* _Consigne_: Reprenez la présentation du livre sur Duportail à partir de sa dernière phrase et rédigez-en la suite.
==== Texte ====
Duportail ou le génie de Washington

par Serge Le Pottier
 
 
 

Le Colonel Serge Le Pottier choisit à Saint-Cyr de servir dans le Génie. Après l’Algérie et des études d’ingénieur, ses activités se partageront entre temps de troupe ou de commandement obligatoires et des activités d’enseignement, techniques ou d’état-major. Affecté aux Etats-Unis comme officier de liaison auprès du « Corps of Engineers » et de l’Académie militaire de West Point, il découvre le rôle capital joué par le Génie français, et plus particulièrement par le Général Duportail, pour l’indépendance du pays.

 Présentation du livre
A l’occasion de mes études secondaires, je ne me souviens pas avoir entendu mon professeur d’histoire évoquer la guerre d’indépendance des Etats-Unis, qui devait pourtant tant marquer le règne du roi Louis XVI.
Le tout jeune roi, peu préparé aux grandes décisions politiques, a vingt-deux ans quand il décide d’apporter une aide sans faille à la jeune nation. Il n’hésitera pas à engager la France dans une refonte complète de son Armée et de sa Marine contre les conseils de son ministre des finances Turgot. Pour pouvoir mener à bien ses projets, les crédits affectés à la flotte de guerre seront quadruplés. Les historiens de l’Université de Cornell[1] ont estimé le soutien royal à la cause des Etats-Unis à au moins un tiers du produit intérieur brut de notre pays pendant sept ans. Turgot non écouté démissionnera, et cet effort financier colossal sera sans aucun doute une des causes majeures de la révolution, moins de vingt ans plus tard.
Peu avant une visite du Président G.W. Bush à Paris, le Duc d’Anjou Louis de Bourbon déclare devant la Société des Cincinnati, société regroupant à titre héréditaire des descendants de combattants français et américains de la Guerre d’indépendance, dont il préside la branche française : « Louis XVI a payé de sa tête la participation de la France à la guerre d’indépendance, tant il est vrai que la banqueroute financière qu’elle provoqua doit être regardée comme une des causes de la Révolution française ».
==== Données fournies ====
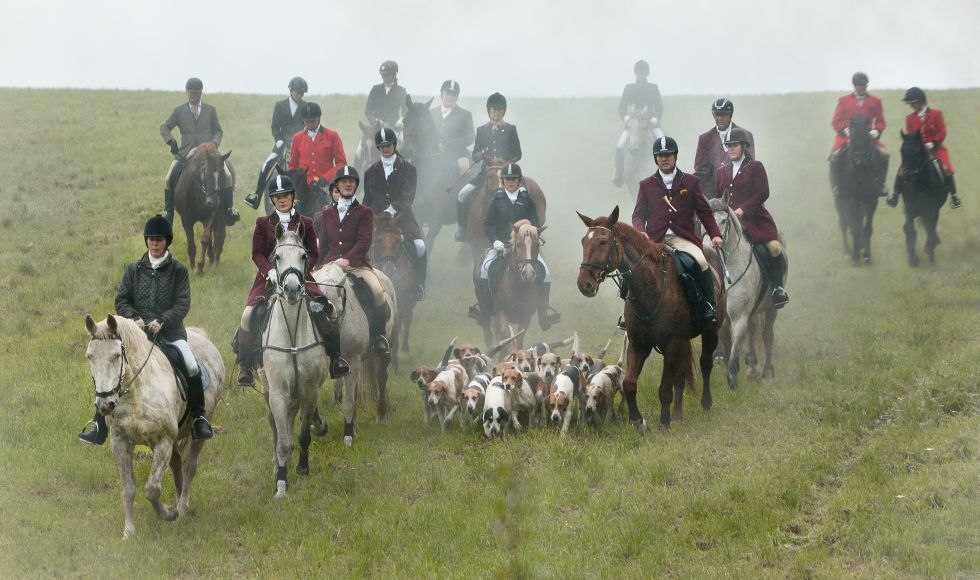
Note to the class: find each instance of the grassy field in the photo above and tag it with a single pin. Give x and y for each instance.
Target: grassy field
====
==== Données fournies ====
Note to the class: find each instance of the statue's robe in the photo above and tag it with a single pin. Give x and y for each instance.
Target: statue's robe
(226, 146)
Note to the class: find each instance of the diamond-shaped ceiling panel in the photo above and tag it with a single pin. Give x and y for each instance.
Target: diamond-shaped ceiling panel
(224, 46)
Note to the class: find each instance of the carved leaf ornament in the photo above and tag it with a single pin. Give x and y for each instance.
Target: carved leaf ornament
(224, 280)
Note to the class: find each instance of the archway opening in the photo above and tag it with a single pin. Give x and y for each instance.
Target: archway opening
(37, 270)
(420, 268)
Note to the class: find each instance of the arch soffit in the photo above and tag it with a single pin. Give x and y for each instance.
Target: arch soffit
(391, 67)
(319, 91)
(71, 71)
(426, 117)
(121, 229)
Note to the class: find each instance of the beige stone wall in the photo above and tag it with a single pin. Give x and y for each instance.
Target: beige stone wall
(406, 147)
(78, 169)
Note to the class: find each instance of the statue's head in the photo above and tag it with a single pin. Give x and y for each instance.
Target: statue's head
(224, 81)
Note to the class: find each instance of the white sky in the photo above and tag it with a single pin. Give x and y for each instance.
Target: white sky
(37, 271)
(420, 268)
====
==== Données fournies ====
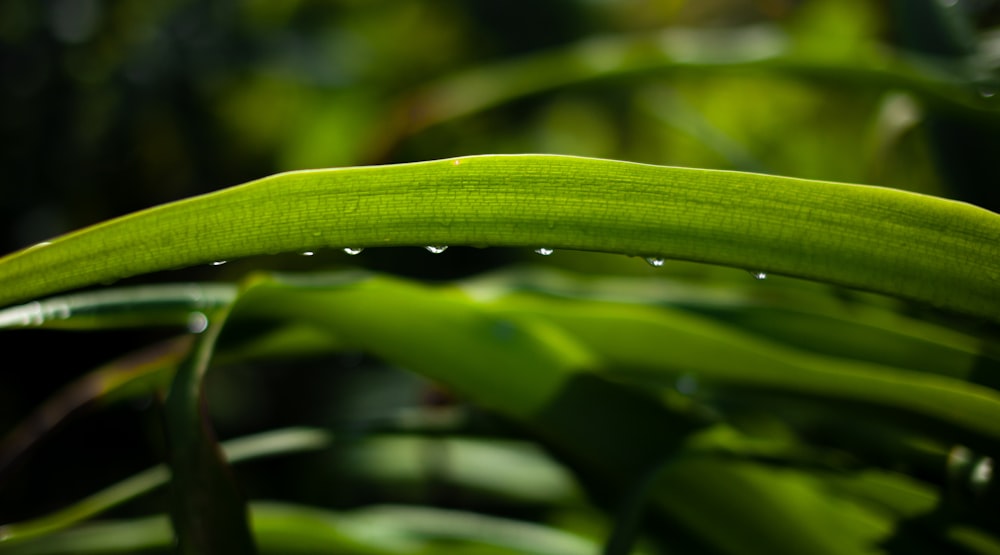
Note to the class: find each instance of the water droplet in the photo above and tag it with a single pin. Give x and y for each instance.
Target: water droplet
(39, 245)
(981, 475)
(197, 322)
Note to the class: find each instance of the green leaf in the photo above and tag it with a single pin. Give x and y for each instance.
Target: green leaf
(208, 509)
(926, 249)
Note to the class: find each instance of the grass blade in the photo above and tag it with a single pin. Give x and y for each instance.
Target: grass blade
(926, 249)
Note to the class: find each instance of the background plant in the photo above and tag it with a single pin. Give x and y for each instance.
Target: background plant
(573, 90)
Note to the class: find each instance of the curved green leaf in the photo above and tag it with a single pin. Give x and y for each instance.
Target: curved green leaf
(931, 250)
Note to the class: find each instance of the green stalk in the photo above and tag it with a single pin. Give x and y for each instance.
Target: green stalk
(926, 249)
====
* _Réponse_:
On peut s’interroger sur les raisons d’un tel silence de la part de notre corps enseignant et de nombreux historiens, qui les ont conduits à écarter quelques unes des pages les plus marquantes et aussi les plus illustres de notre histoire et de celle des Etats-Unis. A l’exception de La Fayette, de Rochambeau, de Grasse et D’Estaing, de L’Enfant, le nom et le rôle essentiel joué par d’autres officiers, plus généralement ingénieurs issus du Corps royal du Génie et réclamés par le gouvernement américain ou volontaires et suffisamment qualifiés pour servir comme tels dans la guerre qui assurerait l’indépendance et l’essor de ces colonies, demeure méconnu comme en attestent les quelques exemples ci-après.
Les meilleures encyclopédies françaises ou étrangères que j’ai pu consulter oublient ces officiers du Génie et surtout parmi eux, le Général Duportail. L’édition de 1922 de l’encyclopédie Larousse consacre quelques lignes au seul Duportail, mais par la suite cette référence a été abandonnée ; le directeur de la publication que j’avais consulté pour en connaître la raison me répondit : « qu’on ne pouvait pas présenter tous les militaires, fussent-ils des généraux ». On peut supposer qu’il ne connaissait rien de ce personnage, faute peut être de n’avoir trouvé aucun document rapportant sa vie et sa carrière.
La « Chronique de l’Amérique », merveilleux agenda journalistique de l’histoire de ce pays publié par le même éditeur qui détaille presque au jour le jour les évènements survenus aux Etats-Unis est autant silencieux, alors qu’il fourmille de détails sur des faits souvent dignes d’intérêt, mais non déterminants pour le sort de la jeune nation en marche.
J’ai pris aussi le temps de lire les ouvrages remarquables du grand spécialiste français de l’histoire des Etats-Unis, le professeur de l’Université de Paris André Kaspi : ses ouvrages comme « Naissance et essor des Etats-Unis » (1607-1945) et « L’Indépendance américaine » (1763-1789) très complets pour ce qui touche aux phénomènes politique et sociaux de cette période sont muets quant au rôle de nos officiers du Génie ; leur nom n’est pas évoqué.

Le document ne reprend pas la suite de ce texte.